§ **Extract provided**:
⟨

Choosing the Right Road: Jim Hairston Waded into Water Quality from Winding Path

By: Liegh Stribling, Ag Illustrated Associate Editor

In her 1997 album Higher Ground, Barbara Streisand sang, "We each choose roads to call our own/ but none of us is traveling through/ this universe alone."

Most of us could name a handful of people who helped us choose a road to call our own. Jim Hairston, professor of agronomy and soils and leader of the Alabama Water Quality team, is no exception.

From a childhood spent as part of a tenant farming family in north Alabama to leader of an Auburn University team that has created one of the nation's most comprehensive sources of water quality information, Hairston's career has been shaped by a number of individuals.

Hairston was born and grew up in Section, a rural community in northeast Alabama. His family worked as tenant farmers until he was in the eighth grade when they bought their first acre of land. Then they bought another small farm and another, ending up with 200 acres. On this land they grew cotton and some produce, which they sold at the Chattanooga, Tenn., farmer's market.

⟩

§ **Stated problem 1**: Condense the paragraph of the profile of Jim Hairston that begins "Hairston was born and grew up in Section" into a shorter version that retains its principal facts.
§ **Stated problem 2**: According to the profile of Jim Hairston, which team does he lead?
§ **Stated problem 3**: From the profile of Jim Hairston, extract the passage between "By: Liegh Stribling, Ag" and "is no exception.", inclusive.
The material that comes next is separate from the profile of Jim Hairston.

Position annotation records
⟨

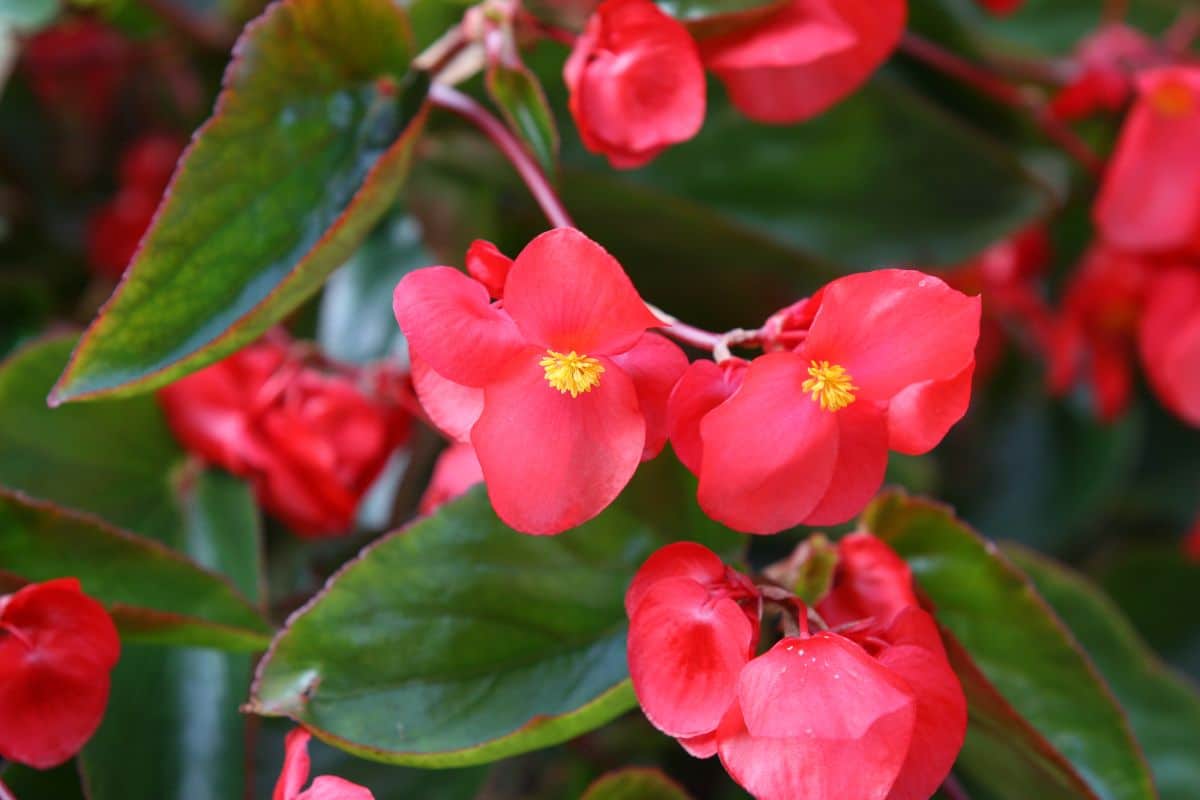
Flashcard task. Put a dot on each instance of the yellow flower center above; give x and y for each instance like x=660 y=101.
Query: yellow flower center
x=1173 y=100
x=573 y=372
x=829 y=385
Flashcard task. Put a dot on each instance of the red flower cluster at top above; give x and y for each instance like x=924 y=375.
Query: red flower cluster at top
x=295 y=770
x=311 y=443
x=115 y=229
x=1139 y=286
x=557 y=383
x=867 y=708
x=636 y=76
x=58 y=648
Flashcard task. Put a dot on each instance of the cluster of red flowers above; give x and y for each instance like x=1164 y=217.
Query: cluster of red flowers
x=115 y=229
x=58 y=648
x=558 y=384
x=867 y=707
x=311 y=441
x=636 y=76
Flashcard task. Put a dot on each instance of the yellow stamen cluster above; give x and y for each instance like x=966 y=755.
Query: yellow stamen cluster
x=829 y=385
x=571 y=372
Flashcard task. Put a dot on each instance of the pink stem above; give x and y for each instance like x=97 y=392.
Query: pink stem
x=531 y=173
x=1000 y=90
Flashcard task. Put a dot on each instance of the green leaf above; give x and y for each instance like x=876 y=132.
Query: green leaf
x=856 y=185
x=1018 y=643
x=635 y=783
x=154 y=593
x=305 y=151
x=1163 y=709
x=519 y=94
x=357 y=322
x=177 y=708
x=459 y=641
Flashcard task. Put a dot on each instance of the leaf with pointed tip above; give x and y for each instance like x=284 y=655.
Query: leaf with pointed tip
x=1163 y=709
x=306 y=149
x=459 y=641
x=1018 y=644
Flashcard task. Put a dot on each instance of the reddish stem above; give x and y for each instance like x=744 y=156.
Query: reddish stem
x=531 y=173
x=1000 y=90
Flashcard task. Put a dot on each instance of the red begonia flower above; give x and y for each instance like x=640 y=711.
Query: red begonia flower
x=887 y=362
x=295 y=774
x=1150 y=202
x=457 y=470
x=689 y=638
x=807 y=56
x=636 y=83
x=1170 y=340
x=489 y=265
x=701 y=389
x=311 y=444
x=817 y=719
x=58 y=648
x=1105 y=65
x=1093 y=342
x=574 y=392
x=1001 y=7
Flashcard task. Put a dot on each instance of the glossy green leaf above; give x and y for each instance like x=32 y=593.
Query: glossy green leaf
x=522 y=101
x=154 y=593
x=306 y=149
x=178 y=708
x=1018 y=643
x=459 y=641
x=1163 y=709
x=355 y=322
x=635 y=783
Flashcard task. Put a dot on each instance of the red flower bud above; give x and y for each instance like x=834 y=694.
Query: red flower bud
x=295 y=770
x=636 y=83
x=807 y=56
x=57 y=650
x=311 y=444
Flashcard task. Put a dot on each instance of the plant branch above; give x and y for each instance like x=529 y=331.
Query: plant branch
x=1000 y=90
x=531 y=173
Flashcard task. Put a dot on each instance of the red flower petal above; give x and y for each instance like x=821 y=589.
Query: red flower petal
x=655 y=365
x=1150 y=200
x=451 y=325
x=58 y=647
x=845 y=737
x=941 y=705
x=921 y=414
x=451 y=407
x=871 y=582
x=552 y=461
x=567 y=293
x=862 y=461
x=769 y=452
x=685 y=651
x=891 y=329
x=1170 y=341
x=676 y=560
x=702 y=388
x=784 y=90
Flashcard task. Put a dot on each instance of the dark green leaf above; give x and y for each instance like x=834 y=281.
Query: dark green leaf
x=1163 y=709
x=459 y=641
x=306 y=149
x=178 y=708
x=154 y=593
x=357 y=322
x=1018 y=643
x=635 y=783
x=522 y=101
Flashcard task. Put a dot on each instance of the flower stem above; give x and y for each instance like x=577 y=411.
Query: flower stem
x=531 y=173
x=1000 y=90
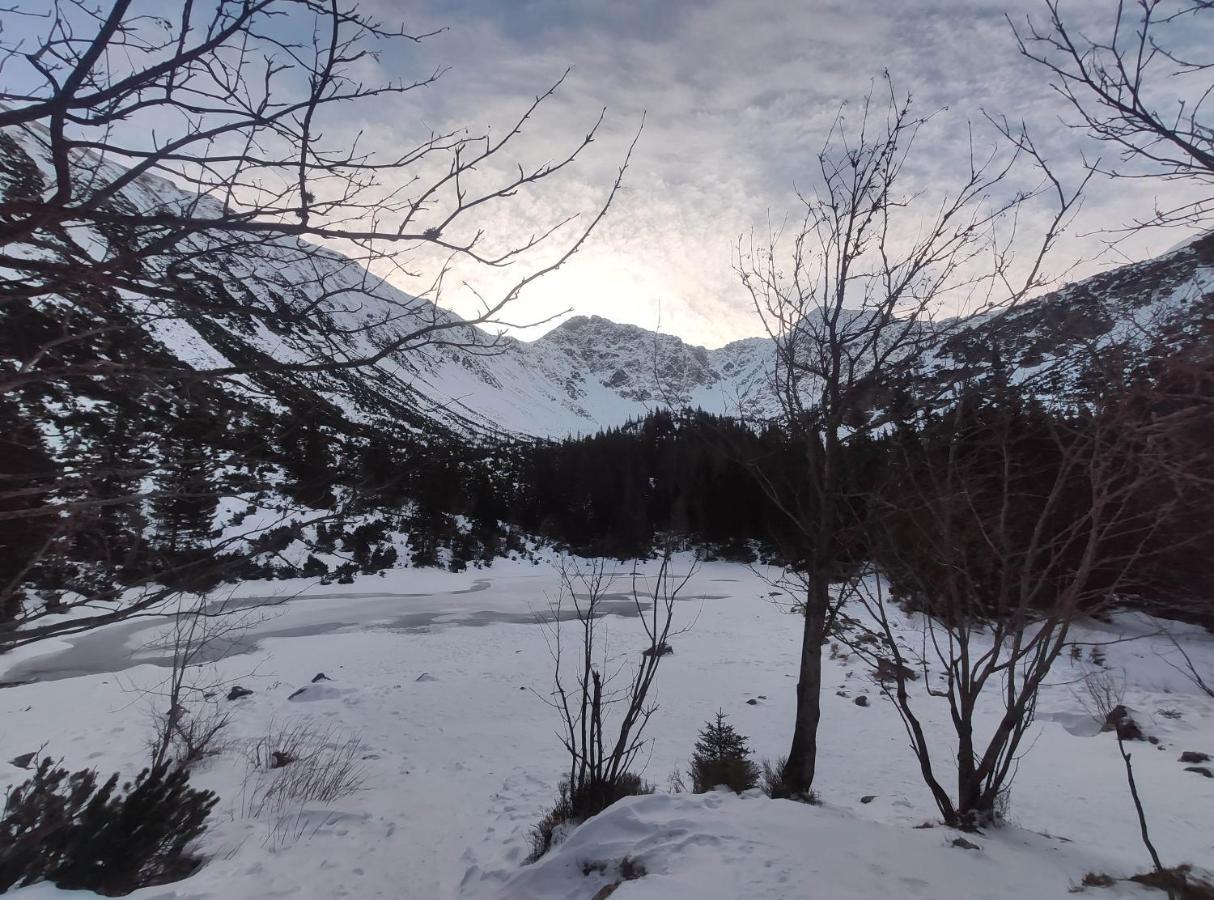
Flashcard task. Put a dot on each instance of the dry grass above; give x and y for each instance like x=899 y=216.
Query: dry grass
x=295 y=764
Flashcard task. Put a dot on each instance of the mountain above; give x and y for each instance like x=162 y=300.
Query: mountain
x=236 y=307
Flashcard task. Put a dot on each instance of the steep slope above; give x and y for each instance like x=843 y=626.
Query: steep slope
x=240 y=309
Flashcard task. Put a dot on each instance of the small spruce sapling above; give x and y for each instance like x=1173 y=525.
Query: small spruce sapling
x=722 y=758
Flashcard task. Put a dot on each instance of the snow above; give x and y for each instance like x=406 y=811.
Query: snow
x=437 y=675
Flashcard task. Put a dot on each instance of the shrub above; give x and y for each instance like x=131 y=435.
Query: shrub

⟩

§ **Written answer 1**: Hairston grew up in Section, a rural community in northeast Alabama, where his family were tenant farmers until he reached the eighth grade. They then bought their first acre and later more small farms, eventually owning 200 acres. There they raised cotton and some produce, which they sold at the farmer's market in Chattanooga, Tennessee.

§ **Written answer 2**: The Alabama Water Quality team.

§ **Written answer 3**:
By: Liegh Stribling, Ag Illustrated Associate Editor

In her 1997 album Higher Ground, Barbara Streisand sang, "We each choose roads to call our own/ but none of us is traveling through/ this universe alone."

Most of us could name a handful of people who helped us choose a road to call our own. Jim Hairston, professor of agronomy and soils and leader of the Alabama Water Quality team, is no exception.